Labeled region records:
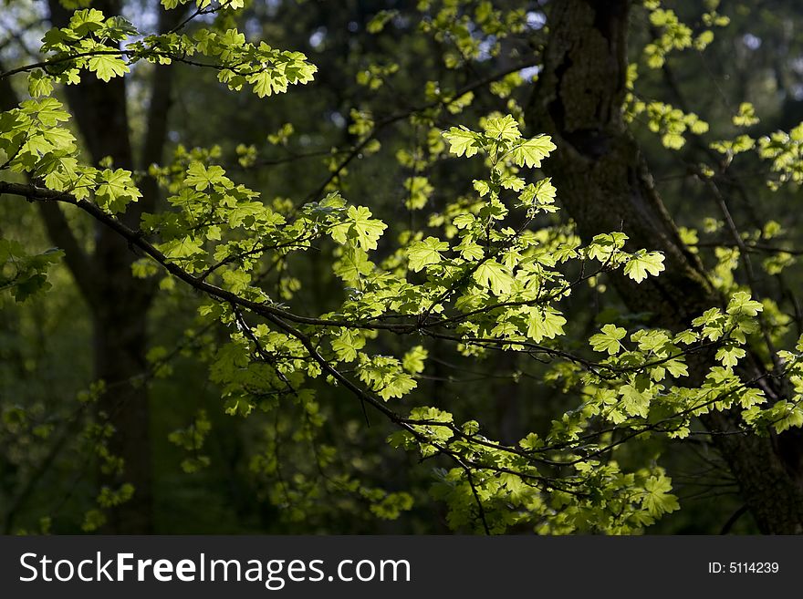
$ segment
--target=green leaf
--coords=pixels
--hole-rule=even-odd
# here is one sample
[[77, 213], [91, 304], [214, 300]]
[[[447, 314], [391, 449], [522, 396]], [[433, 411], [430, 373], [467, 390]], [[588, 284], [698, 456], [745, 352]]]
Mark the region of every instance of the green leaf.
[[184, 183], [194, 187], [198, 191], [203, 191], [214, 185], [226, 183], [228, 180], [224, 175], [225, 175], [225, 170], [217, 165], [210, 166], [207, 169], [203, 163], [194, 161], [187, 169]]
[[605, 325], [602, 332], [591, 336], [589, 341], [594, 351], [608, 352], [609, 356], [616, 356], [623, 349], [620, 342], [627, 335], [627, 331], [615, 325]]
[[482, 286], [491, 289], [497, 295], [509, 293], [513, 287], [513, 276], [510, 272], [495, 260], [486, 260], [480, 264], [474, 271], [474, 278]]
[[464, 127], [453, 127], [443, 133], [443, 137], [449, 142], [449, 150], [457, 156], [471, 158], [483, 147], [480, 143], [480, 135]]
[[422, 242], [415, 242], [406, 251], [410, 268], [417, 273], [428, 264], [437, 264], [443, 259], [441, 252], [448, 249], [449, 243], [436, 237], [427, 237]]
[[346, 244], [356, 241], [363, 250], [375, 250], [377, 241], [388, 228], [384, 222], [372, 219], [370, 211], [364, 206], [349, 206], [344, 222], [336, 224], [329, 231], [332, 239]]
[[750, 297], [750, 294], [738, 291], [733, 294], [728, 302], [727, 313], [730, 315], [743, 315], [746, 316], [757, 316], [764, 310], [761, 302], [756, 302]]
[[636, 283], [641, 283], [647, 278], [648, 274], [656, 276], [663, 269], [662, 253], [639, 250], [624, 265], [624, 274]]
[[89, 67], [98, 76], [99, 79], [106, 82], [115, 77], [122, 77], [129, 72], [128, 65], [123, 62], [122, 58], [109, 54], [90, 57]]
[[672, 480], [668, 477], [650, 477], [644, 484], [641, 504], [651, 516], [659, 517], [680, 509], [677, 498], [671, 495]]
[[510, 158], [518, 166], [527, 165], [537, 169], [541, 166], [541, 160], [556, 148], [548, 135], [539, 135], [514, 148], [510, 152]]
[[521, 138], [518, 130], [518, 123], [511, 115], [505, 115], [499, 119], [485, 119], [483, 129], [489, 138], [513, 141]]
[[429, 352], [422, 346], [416, 346], [409, 352], [404, 354], [402, 360], [402, 367], [411, 374], [420, 374], [423, 372], [424, 361], [429, 356]]

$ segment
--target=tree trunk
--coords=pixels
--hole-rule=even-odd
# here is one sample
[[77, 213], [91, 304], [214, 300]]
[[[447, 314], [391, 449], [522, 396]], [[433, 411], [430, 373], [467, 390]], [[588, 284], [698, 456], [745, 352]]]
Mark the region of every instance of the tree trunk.
[[[722, 298], [681, 242], [622, 119], [631, 2], [551, 4], [544, 68], [527, 108], [532, 132], [548, 133], [558, 145], [545, 170], [584, 239], [622, 231], [629, 247], [664, 253], [666, 271], [660, 276], [635, 284], [620, 275], [614, 283], [629, 309], [651, 313], [655, 325], [685, 328], [704, 309], [721, 305]], [[702, 378], [706, 366], [693, 367], [693, 382]], [[715, 412], [701, 419], [709, 430], [724, 431], [733, 430], [737, 418]], [[714, 439], [759, 529], [803, 532], [799, 431]]]
[[[64, 26], [72, 11], [64, 9], [58, 0], [50, 0], [49, 6], [52, 24]], [[119, 15], [120, 2], [96, 0], [93, 7], [102, 10], [106, 15]], [[168, 30], [178, 23], [181, 16], [179, 10], [167, 12], [160, 6], [160, 28]], [[167, 129], [171, 82], [170, 71], [155, 67], [147, 132], [139, 164], [134, 159], [129, 130], [126, 80], [117, 77], [105, 83], [85, 74], [79, 85], [66, 88], [75, 122], [95, 162], [109, 156], [114, 163], [113, 168], [133, 170], [135, 166], [147, 169], [151, 162], [161, 160]], [[141, 189], [141, 200], [121, 216], [121, 220], [132, 229], [139, 228], [142, 212], [153, 212], [156, 205], [158, 188], [155, 181], [146, 177]], [[52, 208], [48, 209], [52, 211]], [[64, 219], [59, 226], [58, 215], [43, 212], [43, 216], [54, 242], [62, 247], [68, 245], [68, 239], [58, 239], [59, 232], [62, 236], [67, 234]], [[78, 244], [73, 245], [73, 248], [65, 247], [68, 254], [71, 250], [73, 254], [78, 253]], [[151, 282], [133, 276], [131, 264], [137, 256], [116, 232], [97, 225], [95, 245], [89, 260], [78, 262], [68, 255], [67, 262], [92, 310], [94, 377], [105, 381], [107, 386], [98, 410], [101, 418], [114, 428], [110, 450], [123, 460], [120, 474], [101, 470], [100, 484], [112, 490], [122, 483], [130, 483], [134, 487], [131, 500], [110, 511], [105, 532], [147, 534], [153, 530], [152, 469], [148, 389], [142, 375], [147, 370], [147, 313], [154, 287]], [[81, 284], [87, 279], [91, 283]]]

Work to be completed: Retype all of the entries exactly as written, leaving out any images.

Full solution:
$ segment
--target=green leaf
--coords=pixels
--hole-rule=even-odd
# here is one sample
[[77, 213], [91, 304], [214, 300]]
[[[447, 314], [391, 449], [522, 396]], [[433, 411], [430, 373], [467, 390]], [[588, 284], [698, 456], [745, 352]]]
Mark the region of every instance of the green leaf.
[[184, 183], [194, 187], [198, 191], [203, 191], [214, 185], [226, 183], [228, 180], [224, 175], [225, 175], [225, 170], [217, 165], [210, 166], [207, 169], [203, 163], [194, 161], [187, 169]]
[[605, 325], [602, 332], [591, 336], [589, 341], [594, 351], [608, 352], [609, 356], [616, 356], [623, 349], [620, 342], [627, 335], [627, 331], [615, 325]]
[[482, 286], [491, 289], [497, 295], [509, 293], [513, 287], [513, 276], [510, 272], [495, 260], [486, 260], [480, 264], [474, 271], [474, 278]]
[[464, 127], [453, 127], [443, 133], [443, 137], [449, 142], [449, 150], [457, 156], [471, 158], [483, 147], [480, 143], [480, 135]]
[[422, 242], [415, 242], [406, 251], [410, 268], [417, 273], [428, 264], [437, 264], [443, 259], [441, 252], [448, 249], [449, 243], [436, 237], [427, 237]]
[[346, 244], [356, 241], [363, 250], [375, 250], [377, 241], [388, 228], [384, 222], [372, 219], [370, 211], [364, 206], [349, 206], [344, 222], [336, 224], [329, 231], [332, 239]]
[[750, 297], [750, 294], [738, 291], [733, 294], [728, 302], [727, 313], [730, 315], [743, 315], [746, 316], [757, 316], [764, 310], [761, 302], [756, 302]]
[[636, 283], [641, 283], [647, 278], [648, 274], [656, 276], [663, 269], [662, 253], [639, 250], [624, 265], [624, 274]]
[[89, 67], [98, 76], [99, 79], [106, 82], [115, 77], [122, 77], [129, 72], [128, 65], [123, 62], [122, 58], [109, 54], [90, 57]]
[[672, 480], [668, 477], [650, 477], [644, 484], [641, 504], [651, 516], [659, 517], [680, 509], [677, 498], [671, 495]]
[[510, 158], [518, 166], [527, 165], [537, 169], [541, 166], [541, 160], [556, 148], [548, 135], [539, 135], [514, 148], [510, 152]]
[[521, 138], [518, 130], [518, 123], [511, 115], [505, 115], [499, 119], [485, 119], [483, 129], [489, 138], [513, 141]]
[[429, 352], [422, 346], [416, 346], [409, 352], [404, 354], [402, 360], [402, 367], [411, 374], [420, 374], [423, 372], [424, 361], [429, 356]]

$ segment
--target=tree trunk
--coords=pixels
--hole-rule=even-odd
# here is one sample
[[77, 213], [91, 304], [214, 300]]
[[[447, 314], [391, 449], [522, 396]], [[433, 411], [430, 373], [467, 390]], [[588, 284], [698, 456], [745, 352]]]
Mark the region of every instance of the tree trunk.
[[[722, 298], [681, 242], [622, 119], [631, 2], [551, 4], [544, 68], [527, 108], [532, 132], [548, 133], [558, 145], [545, 170], [584, 239], [622, 231], [629, 247], [664, 253], [666, 271], [660, 276], [635, 284], [620, 275], [614, 283], [629, 309], [651, 313], [655, 325], [685, 328], [704, 309], [721, 305]], [[702, 378], [706, 366], [693, 367], [693, 382]], [[715, 412], [701, 419], [709, 430], [724, 431], [733, 430], [737, 418]], [[714, 439], [759, 529], [803, 532], [799, 431]]]
[[[64, 26], [72, 11], [64, 9], [58, 0], [50, 0], [49, 6], [52, 24]], [[119, 15], [120, 2], [96, 0], [93, 7], [102, 10], [106, 15]], [[168, 30], [178, 23], [181, 16], [179, 10], [167, 12], [160, 6], [160, 28]], [[167, 129], [171, 82], [170, 71], [155, 67], [147, 132], [139, 164], [134, 159], [129, 130], [126, 80], [117, 77], [105, 83], [85, 74], [79, 85], [66, 88], [75, 122], [95, 162], [109, 156], [114, 163], [113, 168], [133, 170], [135, 166], [147, 169], [151, 162], [161, 160]], [[141, 189], [141, 200], [121, 216], [121, 220], [132, 229], [139, 228], [142, 212], [153, 212], [156, 205], [158, 188], [155, 181], [146, 177]], [[52, 208], [48, 209], [52, 211]], [[64, 219], [59, 226], [58, 215], [43, 212], [43, 216], [54, 242], [62, 247], [68, 245], [68, 239], [58, 239], [59, 232], [62, 236], [67, 234]], [[78, 244], [73, 245], [73, 248], [65, 247], [68, 254], [71, 250], [73, 254], [78, 253]], [[151, 282], [133, 276], [131, 264], [137, 256], [116, 232], [97, 225], [95, 245], [89, 260], [78, 262], [68, 255], [67, 262], [92, 310], [94, 377], [105, 381], [107, 386], [98, 410], [101, 418], [114, 428], [110, 450], [123, 460], [120, 474], [101, 470], [100, 484], [112, 490], [122, 483], [130, 483], [134, 487], [131, 500], [110, 511], [105, 532], [147, 534], [153, 530], [152, 469], [148, 389], [142, 375], [147, 370], [147, 313], [154, 287]], [[81, 284], [87, 279], [91, 283]]]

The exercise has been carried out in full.